Can you rewrite the material below as a Markdown table with the columns "Row" and "Line text," numbering each line and leaving out any blank lines?
— start of DATA EXTRACT —
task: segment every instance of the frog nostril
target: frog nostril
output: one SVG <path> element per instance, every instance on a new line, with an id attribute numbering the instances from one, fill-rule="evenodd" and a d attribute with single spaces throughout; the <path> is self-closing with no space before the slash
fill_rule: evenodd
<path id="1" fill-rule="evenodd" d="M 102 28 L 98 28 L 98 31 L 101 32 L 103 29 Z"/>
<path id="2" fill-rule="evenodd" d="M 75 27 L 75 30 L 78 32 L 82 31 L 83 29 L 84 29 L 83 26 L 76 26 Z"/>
— end of DATA EXTRACT —
- _ANSWER BELOW_:
| Row | Line text |
|---|---|
| 1 | task: segment every instance of the frog nostril |
| 2 | target: frog nostril |
| 3 | output: one SVG <path> element per instance, every instance on a new line, with an id attribute numbering the instances from one, fill-rule="evenodd" and a d attribute with single spaces throughout; the <path> is self-closing with no space before the slash |
| 4 | fill_rule: evenodd |
| 5 | <path id="1" fill-rule="evenodd" d="M 102 28 L 98 28 L 98 31 L 101 32 L 103 29 Z"/> |
| 6 | <path id="2" fill-rule="evenodd" d="M 75 27 L 75 30 L 78 32 L 82 31 L 83 29 L 84 29 L 83 26 L 76 26 Z"/> |